* [Source passage]
■ ■ ■

Santa Maria delle Muratelle, or Santa Maria Annunziata delle Muratelle, is a 17th-century Roman Catholic church located on Via Saragozza #2 in Bologna, region of Emilia Romagna, Italy.

==History==
A 13th-century church at the site was razed in 1630 to allow for the building of a new street for the expanding city, and in turn causing this new church to be built. Around the year 1735, the interior was refurbished by Carlo Francesco Dotti. The facade remained incomplete, and was only finished in 1928 by Edoardo Collamarini. The bell-tower dates to 1690. The church was deconsecrated in 1805 during the French occupation, and the parish moved to Santa Caterina di Saragozza. With restoration of papal authority, the church was remade into a parish church.

Inside the main altarpiece was painted in 1783 by Jacopo Alessandro Calvi. The altar sculpture (circa 1717) was completed Giuseppe Maria Mazza (1717 c.). There is also a painting by Giovanni Francesco Gessi.

The adjacent oratory was designed in 1772 by Raimondi Compagnini, with statues by Domenico Piò, paintings by Ubaldo Bovicini, and stucco-work by Pietro Martire Bagutti.

The first altar on right of the entrance once had a canvas by Tardini then one by Pezzi Ragazzoni. The church had a fresco of a Virgin and Child (prior to 1220) that had been painted on the wall of the earlier church.

■ ■ ■

* [Dataset extract]
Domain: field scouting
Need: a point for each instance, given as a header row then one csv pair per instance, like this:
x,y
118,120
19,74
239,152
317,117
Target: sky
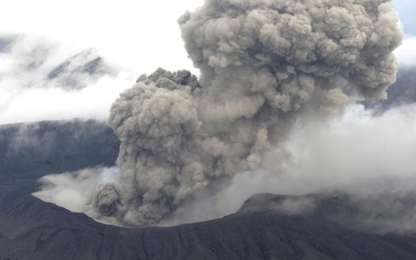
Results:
x,y
132,37
135,37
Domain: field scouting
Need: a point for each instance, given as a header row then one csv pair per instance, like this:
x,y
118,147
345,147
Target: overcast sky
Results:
x,y
132,36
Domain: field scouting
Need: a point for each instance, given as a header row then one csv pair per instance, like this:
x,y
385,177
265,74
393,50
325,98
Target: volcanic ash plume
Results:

■ ■ ■

* [Tasks to carry out]
1/ Answer these questions using the Santa Maria delle Muratelle text:
(a) In what year was the 13th-century church at the site razed?
(b) Who finished the facade, and in what year?
(c) Who designed the adjacent oratory?
2/ Retype the part of the Santa Maria delle Muratelle text starting at "Santa Maria delle" and ending at "Emilia Romagna, Italy.".
Rely only on the text about Santa Maria delle Muratelle.

* [Answers by item]
1/
(a) 1630
(b) Edoardo Collamarini, in 1928
(c) Raimondi Compagnini

2/
Santa Maria delle Muratelle, or Santa Maria Annunziata delle Muratelle, is a 17th-century Roman Catholic church located on Via Saragozza #2 in Bologna, region of Emilia Romagna, Italy.